▶ [What the exercise asks] Retype the data below in full, keeping every character as it is.

(Collected data)
******************************

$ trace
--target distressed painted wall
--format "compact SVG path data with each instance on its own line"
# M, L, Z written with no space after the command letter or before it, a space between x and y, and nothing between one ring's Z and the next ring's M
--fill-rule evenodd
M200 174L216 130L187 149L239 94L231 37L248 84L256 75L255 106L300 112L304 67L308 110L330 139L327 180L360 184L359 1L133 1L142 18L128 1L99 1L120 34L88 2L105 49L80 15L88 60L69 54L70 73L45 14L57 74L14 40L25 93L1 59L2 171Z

******************************

▶ [Response to the exercise]
$ trace
--target distressed painted wall
--format "compact SVG path data with each instance on its own line"
# M, L, Z written with no space after the command letter or before it, a space between x and y, and nothing between one ring's Z and the next ring's M
--fill-rule evenodd
M200 174L216 130L187 149L239 94L231 37L248 84L256 75L255 106L300 112L304 67L308 110L330 139L327 180L360 184L359 1L133 1L142 18L128 1L99 1L120 34L88 2L105 49L80 15L88 60L69 54L70 73L45 14L57 74L14 40L25 93L1 59L2 171Z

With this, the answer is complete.